- _What you should do_:
Copy the material from its first line through the line containing "[161,43,290,211]", both included, changing "camouflage jacket" to "camouflage coat" and leaving everything else as it is.

- _Provided records_:
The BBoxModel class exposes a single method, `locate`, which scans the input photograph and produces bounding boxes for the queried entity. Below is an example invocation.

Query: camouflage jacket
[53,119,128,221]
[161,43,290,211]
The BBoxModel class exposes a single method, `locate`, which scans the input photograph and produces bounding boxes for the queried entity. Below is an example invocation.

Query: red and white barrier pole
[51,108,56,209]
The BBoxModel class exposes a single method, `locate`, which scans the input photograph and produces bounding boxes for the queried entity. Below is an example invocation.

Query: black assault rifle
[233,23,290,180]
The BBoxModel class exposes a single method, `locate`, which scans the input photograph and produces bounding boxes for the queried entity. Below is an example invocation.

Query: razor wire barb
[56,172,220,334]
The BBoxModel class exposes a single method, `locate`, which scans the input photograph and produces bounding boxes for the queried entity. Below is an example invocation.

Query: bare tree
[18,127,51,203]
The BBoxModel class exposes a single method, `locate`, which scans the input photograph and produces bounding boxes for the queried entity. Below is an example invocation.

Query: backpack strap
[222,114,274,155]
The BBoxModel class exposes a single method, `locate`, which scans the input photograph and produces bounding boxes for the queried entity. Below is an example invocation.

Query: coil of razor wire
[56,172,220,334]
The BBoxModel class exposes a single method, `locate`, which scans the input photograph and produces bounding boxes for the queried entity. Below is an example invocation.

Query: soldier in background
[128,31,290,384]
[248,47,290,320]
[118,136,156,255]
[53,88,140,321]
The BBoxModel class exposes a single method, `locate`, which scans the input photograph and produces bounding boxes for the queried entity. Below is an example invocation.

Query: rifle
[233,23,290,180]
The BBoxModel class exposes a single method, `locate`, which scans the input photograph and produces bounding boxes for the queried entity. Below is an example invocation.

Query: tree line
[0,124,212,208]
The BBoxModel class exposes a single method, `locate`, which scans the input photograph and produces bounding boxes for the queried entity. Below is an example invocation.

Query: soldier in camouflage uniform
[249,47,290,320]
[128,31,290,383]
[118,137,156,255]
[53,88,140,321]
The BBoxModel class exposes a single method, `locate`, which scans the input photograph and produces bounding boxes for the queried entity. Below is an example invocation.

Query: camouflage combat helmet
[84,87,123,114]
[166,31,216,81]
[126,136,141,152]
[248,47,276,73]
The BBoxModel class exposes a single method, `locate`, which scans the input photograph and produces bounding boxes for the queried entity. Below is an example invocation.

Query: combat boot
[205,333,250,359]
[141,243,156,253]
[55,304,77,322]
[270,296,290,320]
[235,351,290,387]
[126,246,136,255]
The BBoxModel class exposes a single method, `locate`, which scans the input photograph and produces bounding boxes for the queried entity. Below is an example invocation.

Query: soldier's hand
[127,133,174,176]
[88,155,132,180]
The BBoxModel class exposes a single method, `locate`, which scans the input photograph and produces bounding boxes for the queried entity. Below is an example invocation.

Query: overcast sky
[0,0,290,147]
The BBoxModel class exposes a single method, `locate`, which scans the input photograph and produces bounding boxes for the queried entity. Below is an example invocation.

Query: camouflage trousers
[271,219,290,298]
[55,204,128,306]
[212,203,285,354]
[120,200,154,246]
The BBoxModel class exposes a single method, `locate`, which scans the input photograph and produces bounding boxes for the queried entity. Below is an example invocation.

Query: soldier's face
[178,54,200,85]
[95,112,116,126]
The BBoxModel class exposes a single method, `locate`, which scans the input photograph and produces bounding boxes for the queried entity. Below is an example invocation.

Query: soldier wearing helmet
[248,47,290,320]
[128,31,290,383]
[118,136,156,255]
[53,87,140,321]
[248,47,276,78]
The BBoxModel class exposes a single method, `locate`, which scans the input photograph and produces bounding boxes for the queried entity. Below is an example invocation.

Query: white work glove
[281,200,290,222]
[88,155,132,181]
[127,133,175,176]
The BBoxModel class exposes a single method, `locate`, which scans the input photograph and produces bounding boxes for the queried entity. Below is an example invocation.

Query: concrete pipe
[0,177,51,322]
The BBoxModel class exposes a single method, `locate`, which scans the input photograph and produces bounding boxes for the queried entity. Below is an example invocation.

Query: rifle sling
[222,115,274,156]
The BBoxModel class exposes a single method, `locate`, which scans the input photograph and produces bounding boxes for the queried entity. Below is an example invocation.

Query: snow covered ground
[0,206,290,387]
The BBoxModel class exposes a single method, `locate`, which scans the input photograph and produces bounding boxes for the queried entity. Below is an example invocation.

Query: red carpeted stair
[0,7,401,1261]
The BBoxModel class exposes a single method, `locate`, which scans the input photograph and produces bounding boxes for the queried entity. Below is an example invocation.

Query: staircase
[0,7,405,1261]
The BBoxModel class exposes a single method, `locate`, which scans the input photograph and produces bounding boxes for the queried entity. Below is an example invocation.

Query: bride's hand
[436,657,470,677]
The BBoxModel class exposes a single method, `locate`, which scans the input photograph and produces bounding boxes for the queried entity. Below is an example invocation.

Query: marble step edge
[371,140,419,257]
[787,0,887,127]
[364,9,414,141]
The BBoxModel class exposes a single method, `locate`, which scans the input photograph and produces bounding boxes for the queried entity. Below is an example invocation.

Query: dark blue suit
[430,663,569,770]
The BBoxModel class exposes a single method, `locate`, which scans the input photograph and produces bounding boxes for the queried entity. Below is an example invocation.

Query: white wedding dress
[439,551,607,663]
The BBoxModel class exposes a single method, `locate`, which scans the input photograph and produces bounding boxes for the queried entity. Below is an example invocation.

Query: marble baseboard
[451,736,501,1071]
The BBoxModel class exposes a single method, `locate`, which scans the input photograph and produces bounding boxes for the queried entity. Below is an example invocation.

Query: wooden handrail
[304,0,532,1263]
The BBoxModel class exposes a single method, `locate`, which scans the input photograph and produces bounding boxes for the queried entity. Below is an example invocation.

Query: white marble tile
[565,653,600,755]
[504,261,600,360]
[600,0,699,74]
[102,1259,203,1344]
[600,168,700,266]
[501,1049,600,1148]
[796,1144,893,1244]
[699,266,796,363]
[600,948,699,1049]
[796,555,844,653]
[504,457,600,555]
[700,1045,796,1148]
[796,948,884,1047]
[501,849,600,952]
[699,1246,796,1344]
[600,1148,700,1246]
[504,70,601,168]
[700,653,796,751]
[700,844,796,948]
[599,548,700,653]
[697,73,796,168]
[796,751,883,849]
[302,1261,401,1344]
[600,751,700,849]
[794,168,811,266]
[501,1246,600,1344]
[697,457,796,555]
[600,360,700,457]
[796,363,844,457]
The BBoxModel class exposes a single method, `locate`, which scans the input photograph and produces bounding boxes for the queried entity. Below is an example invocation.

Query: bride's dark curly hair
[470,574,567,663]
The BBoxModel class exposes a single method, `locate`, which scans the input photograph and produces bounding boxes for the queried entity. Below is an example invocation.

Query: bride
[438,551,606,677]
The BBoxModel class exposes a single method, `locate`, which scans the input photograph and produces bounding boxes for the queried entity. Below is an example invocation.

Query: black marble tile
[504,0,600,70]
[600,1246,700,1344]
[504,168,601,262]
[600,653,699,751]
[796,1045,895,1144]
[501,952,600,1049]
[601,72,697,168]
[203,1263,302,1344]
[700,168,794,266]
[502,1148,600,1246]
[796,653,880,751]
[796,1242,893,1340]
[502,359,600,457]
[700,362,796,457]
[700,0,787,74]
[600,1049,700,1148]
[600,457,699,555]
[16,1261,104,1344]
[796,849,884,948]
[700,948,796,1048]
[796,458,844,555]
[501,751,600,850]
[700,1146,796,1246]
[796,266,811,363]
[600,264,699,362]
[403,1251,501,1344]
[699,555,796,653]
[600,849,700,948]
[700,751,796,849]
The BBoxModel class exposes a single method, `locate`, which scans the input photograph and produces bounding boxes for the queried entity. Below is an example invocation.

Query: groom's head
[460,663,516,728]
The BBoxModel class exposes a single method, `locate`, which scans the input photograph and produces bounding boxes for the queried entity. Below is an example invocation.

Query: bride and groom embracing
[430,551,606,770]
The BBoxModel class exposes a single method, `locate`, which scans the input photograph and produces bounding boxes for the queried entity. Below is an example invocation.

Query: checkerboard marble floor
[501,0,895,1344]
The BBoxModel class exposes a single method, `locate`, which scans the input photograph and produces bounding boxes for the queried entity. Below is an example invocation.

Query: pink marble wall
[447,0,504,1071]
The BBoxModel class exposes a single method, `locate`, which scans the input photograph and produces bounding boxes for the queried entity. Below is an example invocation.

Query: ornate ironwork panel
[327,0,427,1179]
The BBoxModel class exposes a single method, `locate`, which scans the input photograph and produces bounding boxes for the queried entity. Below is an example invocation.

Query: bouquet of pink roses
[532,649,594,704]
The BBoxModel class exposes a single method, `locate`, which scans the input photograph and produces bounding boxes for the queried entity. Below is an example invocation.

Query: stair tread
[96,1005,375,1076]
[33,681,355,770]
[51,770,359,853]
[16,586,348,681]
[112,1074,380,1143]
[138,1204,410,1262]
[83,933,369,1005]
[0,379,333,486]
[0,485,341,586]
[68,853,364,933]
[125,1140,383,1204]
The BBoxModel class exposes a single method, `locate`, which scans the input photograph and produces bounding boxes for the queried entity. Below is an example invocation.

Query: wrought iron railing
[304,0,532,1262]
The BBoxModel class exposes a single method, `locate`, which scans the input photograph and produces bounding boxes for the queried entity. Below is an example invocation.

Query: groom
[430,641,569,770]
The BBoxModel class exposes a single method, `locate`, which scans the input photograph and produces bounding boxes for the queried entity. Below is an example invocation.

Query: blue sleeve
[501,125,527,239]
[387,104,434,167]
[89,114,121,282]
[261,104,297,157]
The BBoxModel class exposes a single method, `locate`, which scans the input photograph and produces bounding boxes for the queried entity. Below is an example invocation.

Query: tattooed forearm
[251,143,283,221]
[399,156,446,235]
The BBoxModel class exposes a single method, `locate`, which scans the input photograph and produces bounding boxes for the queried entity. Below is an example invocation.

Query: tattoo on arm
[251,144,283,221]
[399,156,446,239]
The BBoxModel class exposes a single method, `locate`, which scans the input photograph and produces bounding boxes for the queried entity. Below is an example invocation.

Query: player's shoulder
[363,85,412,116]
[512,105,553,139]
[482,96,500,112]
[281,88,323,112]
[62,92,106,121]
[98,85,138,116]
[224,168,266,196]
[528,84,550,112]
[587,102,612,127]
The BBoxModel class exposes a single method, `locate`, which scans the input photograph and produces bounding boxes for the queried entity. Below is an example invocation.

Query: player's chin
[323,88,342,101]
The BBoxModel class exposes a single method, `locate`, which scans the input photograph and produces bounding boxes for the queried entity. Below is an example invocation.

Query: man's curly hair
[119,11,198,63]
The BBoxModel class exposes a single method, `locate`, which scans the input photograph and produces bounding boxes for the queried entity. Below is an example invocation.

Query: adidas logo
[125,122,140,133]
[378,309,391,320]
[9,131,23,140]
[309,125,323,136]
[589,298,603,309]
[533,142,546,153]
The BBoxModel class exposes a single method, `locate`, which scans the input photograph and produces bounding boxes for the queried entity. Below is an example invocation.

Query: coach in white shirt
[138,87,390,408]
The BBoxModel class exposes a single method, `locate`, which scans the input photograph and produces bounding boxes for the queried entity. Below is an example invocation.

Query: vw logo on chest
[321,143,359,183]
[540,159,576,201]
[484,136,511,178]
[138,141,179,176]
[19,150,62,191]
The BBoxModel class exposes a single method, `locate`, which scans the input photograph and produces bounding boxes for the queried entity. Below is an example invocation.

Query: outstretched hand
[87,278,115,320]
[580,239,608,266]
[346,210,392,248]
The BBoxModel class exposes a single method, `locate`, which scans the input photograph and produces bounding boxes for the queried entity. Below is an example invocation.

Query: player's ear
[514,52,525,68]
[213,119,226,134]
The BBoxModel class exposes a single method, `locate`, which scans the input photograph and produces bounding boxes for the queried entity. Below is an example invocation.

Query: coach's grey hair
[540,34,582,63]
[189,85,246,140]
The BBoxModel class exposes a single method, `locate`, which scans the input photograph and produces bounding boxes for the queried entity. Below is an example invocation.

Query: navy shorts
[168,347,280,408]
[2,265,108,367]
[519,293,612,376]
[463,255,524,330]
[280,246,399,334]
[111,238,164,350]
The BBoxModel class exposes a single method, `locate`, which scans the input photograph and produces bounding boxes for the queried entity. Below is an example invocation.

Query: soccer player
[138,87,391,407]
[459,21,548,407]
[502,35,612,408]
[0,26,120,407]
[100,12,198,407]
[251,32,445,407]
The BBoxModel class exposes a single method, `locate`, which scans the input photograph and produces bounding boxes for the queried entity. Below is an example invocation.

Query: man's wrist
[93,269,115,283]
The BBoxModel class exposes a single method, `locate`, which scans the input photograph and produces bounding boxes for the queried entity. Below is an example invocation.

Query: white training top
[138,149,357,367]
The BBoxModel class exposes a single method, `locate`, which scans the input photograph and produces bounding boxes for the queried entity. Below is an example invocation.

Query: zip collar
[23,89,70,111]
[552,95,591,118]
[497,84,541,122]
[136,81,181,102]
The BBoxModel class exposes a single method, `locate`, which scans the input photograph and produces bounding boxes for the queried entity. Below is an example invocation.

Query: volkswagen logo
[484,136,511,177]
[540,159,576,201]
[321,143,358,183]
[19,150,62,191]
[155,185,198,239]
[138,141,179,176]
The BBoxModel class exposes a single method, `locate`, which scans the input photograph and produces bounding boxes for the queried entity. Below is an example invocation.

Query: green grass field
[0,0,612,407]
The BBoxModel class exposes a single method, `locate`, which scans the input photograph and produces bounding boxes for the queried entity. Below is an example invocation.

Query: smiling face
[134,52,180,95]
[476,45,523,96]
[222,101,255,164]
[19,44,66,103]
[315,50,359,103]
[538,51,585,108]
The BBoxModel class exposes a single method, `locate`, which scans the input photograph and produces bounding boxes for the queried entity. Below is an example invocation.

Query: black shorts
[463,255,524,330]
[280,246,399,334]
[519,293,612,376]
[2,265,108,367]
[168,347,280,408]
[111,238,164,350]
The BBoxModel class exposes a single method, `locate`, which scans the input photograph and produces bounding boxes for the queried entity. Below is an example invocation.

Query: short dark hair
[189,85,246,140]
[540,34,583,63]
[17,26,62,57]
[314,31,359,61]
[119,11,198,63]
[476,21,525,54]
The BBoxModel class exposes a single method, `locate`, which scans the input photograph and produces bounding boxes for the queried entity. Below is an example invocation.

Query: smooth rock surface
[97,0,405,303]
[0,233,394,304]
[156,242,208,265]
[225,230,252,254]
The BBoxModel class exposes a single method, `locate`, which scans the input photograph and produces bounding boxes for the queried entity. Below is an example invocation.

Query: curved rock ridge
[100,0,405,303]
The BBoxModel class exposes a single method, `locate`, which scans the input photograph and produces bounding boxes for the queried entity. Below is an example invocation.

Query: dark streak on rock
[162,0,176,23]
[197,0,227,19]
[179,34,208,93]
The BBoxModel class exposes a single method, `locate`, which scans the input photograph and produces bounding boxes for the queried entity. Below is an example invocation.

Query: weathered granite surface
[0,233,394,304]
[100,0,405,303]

- _Result of the exercise_:
The BBoxModel class exposes a single method, `locate`, which scans the input photograph and produces bounding boxes for the queried entity. Below is an example invocation.

Query: camouflage coat
[53,119,128,221]
[161,43,290,211]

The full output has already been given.